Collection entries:

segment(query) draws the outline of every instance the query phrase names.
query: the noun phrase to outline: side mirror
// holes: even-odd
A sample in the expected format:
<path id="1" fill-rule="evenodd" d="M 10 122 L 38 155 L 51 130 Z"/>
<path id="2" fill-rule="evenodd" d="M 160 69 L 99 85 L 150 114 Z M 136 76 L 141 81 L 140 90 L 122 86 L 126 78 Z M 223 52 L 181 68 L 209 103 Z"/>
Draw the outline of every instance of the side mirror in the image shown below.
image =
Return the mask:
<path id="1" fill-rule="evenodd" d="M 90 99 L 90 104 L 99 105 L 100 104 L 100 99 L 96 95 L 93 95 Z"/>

PROMPT
Lay out every line of the entries above as a Markdown table with two columns, No. and Text, where No. numbers each row and Text holds the line. Skip blank lines.

REPLY TO THE TASK
| No. | Text |
|---|---|
| 1 | segment(query) draws the outline of every instance the query phrase names. |
| 2 | query: the noun phrase to outline: side mirror |
| 3 | // holes: even-odd |
| 4 | A sample in the expected format: |
| 5 | <path id="1" fill-rule="evenodd" d="M 10 122 L 38 155 L 51 130 Z"/> |
| 6 | <path id="2" fill-rule="evenodd" d="M 160 69 L 99 85 L 150 114 Z M 136 76 L 141 81 L 140 90 L 122 86 L 126 78 Z M 223 52 L 181 68 L 209 103 Z"/> |
| 7 | Draw the outline of every instance of the side mirror in the image shown below. |
| 8 | image = |
| 9 | Return the mask: |
| 10 | <path id="1" fill-rule="evenodd" d="M 90 99 L 90 104 L 99 105 L 100 104 L 100 99 L 96 95 L 93 95 Z"/> |